## Work to complete:
1 – Copy from the article on the CGIB and BBD partnership the stretch from "First, the CGIB" through "additional rate stability.".
2 – In the article on the CGIB and BBD partnership, what three components does the CGIB Catastrophic Hybrid Insurance Plan combine?
3 – Continue the article on the CGIB and BBD partnership from the point where it stops.

How CGIB and BBD are closing a crucial group benefits plan gap

New solution offers unique, fully pooled, and transparent hybrid benefits plan for small- and mid-sized employers

How CGIB and BBD are closing a crucial group benefits plan gap

Canadian Group Insurance Brokers (CGIB) and Benefits by Design (BBD) have announced a partnership to help small and medium-sized employers address a critical issue in group health insurance.

Through the partnership unveiled on September 30, employee benefit specialist members of CGIB will be able to offer their clients exclusive access to the CGIB Catastrophic Hybrid Insurance Plan (CHIP), which offers a combination of essential health coverage, emergency medical travel coverage, and a health care spending account (HCSA) component.

“The first incarnation of the product came around 1999, when I worked with my rep at a large insurance firm. The idea was to provide employees with catastrophic coverage and the flexibility of an HCSA,” Dave Patriarche, founder of CGIB and owner of Mainstay Insurance, a brokerage firm specializing in group benefits, told Life and Health Professional. 

As Patriarche explained, BBD came up with the name CHIP in 2001, but it needed a few years to launch the product officially. Today, BBD offers a CHIP product of its own, but the CGIB-only plan is different – and for plan advisors and sponsors, more beneficial – in a few key respects.

First, the CGIB solution is fully pooled. Unlike the usual arrangement where different groups are separated based on the amount of risk they may carry, the CGIB CHIP plan puts all groups in a single large pool, which spreads the risk and provides for additional rate stability.

“Employers don’t have a problem with high-cost drugs. They have a problem with the lack of insurance solutions to maintain coverage and reduce rate volatility,” Patriarche said at the time the CGIB CHIP solution was announced. “This solution is aimed at minimizing the cost increases to their plan when they encounter that big claim.”

Having a single large pool also allows for a simpler rate pricing model. Rather than having tiered pricing based on claims experience, the pool has set rates for single members and members with family, with a different set of rates offered for pharmacare provinces versus non-pharmacare provinces. With that simplified rate system, advisors and their clients are able to obtain faster and more accurate pricing estimates.

## Data for analysis:
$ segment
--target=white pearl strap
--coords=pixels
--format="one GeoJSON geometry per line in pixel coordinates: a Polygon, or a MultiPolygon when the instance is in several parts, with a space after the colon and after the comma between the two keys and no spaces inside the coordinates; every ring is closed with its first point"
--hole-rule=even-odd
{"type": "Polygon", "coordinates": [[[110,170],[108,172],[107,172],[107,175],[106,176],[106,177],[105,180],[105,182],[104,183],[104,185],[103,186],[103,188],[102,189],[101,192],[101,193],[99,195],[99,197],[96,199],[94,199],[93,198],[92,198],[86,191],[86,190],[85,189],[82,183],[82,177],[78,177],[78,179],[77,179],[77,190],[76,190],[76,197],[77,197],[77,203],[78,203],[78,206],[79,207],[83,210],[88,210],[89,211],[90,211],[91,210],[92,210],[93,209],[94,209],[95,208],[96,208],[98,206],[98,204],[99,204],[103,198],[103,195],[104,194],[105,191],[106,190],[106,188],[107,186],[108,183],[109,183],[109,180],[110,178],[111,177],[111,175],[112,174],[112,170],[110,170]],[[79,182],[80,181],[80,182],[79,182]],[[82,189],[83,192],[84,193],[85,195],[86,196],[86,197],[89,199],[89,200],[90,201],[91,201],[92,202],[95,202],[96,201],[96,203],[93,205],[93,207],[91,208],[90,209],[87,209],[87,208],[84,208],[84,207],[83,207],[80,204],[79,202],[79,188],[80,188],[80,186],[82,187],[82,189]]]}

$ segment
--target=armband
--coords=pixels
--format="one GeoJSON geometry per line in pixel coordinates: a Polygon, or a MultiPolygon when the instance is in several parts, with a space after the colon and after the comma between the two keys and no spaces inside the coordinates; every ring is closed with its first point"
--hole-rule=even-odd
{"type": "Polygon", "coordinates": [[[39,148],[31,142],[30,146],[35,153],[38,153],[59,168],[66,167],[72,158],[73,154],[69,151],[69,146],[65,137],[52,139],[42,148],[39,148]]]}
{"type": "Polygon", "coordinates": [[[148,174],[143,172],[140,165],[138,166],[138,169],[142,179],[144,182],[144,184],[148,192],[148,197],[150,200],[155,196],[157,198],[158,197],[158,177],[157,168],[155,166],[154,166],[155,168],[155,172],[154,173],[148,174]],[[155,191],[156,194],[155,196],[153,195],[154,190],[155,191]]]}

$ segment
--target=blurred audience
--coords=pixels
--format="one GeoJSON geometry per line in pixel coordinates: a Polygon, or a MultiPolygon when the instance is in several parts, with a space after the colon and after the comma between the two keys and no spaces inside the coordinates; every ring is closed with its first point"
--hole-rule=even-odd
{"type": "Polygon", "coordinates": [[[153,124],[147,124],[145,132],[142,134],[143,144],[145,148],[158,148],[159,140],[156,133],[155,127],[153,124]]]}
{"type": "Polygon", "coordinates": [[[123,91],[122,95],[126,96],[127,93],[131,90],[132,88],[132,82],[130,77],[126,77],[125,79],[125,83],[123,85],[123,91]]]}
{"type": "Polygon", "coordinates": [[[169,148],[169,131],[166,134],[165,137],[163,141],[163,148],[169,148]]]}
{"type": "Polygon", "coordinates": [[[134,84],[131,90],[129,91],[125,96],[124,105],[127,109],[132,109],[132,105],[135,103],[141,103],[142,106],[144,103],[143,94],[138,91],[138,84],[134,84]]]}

## Answer section:
1 –
First, the CGIB solution is fully pooled. Unlike the usual arrangement where different groups are separated based on the amount of risk they may carry, the CGIB CHIP plan puts all groups in a single large pool, which spreads the risk and provides for additional rate stability.

2 – Essential health coverage, emergency medical travel coverage, and a health care spending account (HCSA) component.

3 –
Another differentiating factor for the CGIB CHIP solution, which represents an industry first, is its transparency. Advisors and their clients will have access to annual information on the premiums paid into the pool and the claims paid out of it, providing clear insight into its performance and profitability.

“Many large players in the insurance space talk about losing money on their stop-loss coverage and their catastrophic coverage, but they never show you the numbers,” Patriarche said. “Having that transparency is very helpful when the time comes to negotiate over prices.”

By offering the fully pooled plan exclusively to CGIB members, BBD can benefit from the expertise of group specialists trained to select customers who are a good fit for the pool. Among other things, the ideal customer for the plan would be one who wants to offer flexibility for their employees while protecting against large risks, and is looking for predictability in their group insurance rates – even if they’re not paying the lowest price.

“A lot of advisors aren’t group specialists. They do one case a year and have a hard time selling renewals because they don’t understand the plan or the customer’s needs very well,” Patriarche said. “Their value-add is all about fighting with the insurance company to bring the price down, which can make the client happy. But in the long run, it perpetuates the rate volatility.”

As of now, the plan is estimated to see rate increases of 4% to 5% annually, which may seem steep when compared to economic inflation. But Patriarche said that private health plan spending tends to rise at a higher pace than prices in the broader economy. According to a recent report from Innovative Medicines Canada, private drug plan claims costs grew at a compound annual growth rate of 5.3% for the five-year period from 2014 to 2019.

But that’s not necessarily what plan members will end up seeing. Referring to his own block of business, Patriarche said rate increases for the past 15 years have been running at about 3% per year over the past 15 years, and 2.5% over the past 10. That already includes group segments that have seen rate increases due to aging, which equate to about 7% to 8% per year for life coverage and long-term disability benefits.

“In a perfect world, the idea is to prove that we can have a fully pooled transparent plan that’s sustainable, and hopefully encourage other companies to do the same thing,” he said. “It might take two, five, or even 10 years to have a real effect, but even if we end up just having one spot where we can put this business, I think it would still be a major accomplishment.”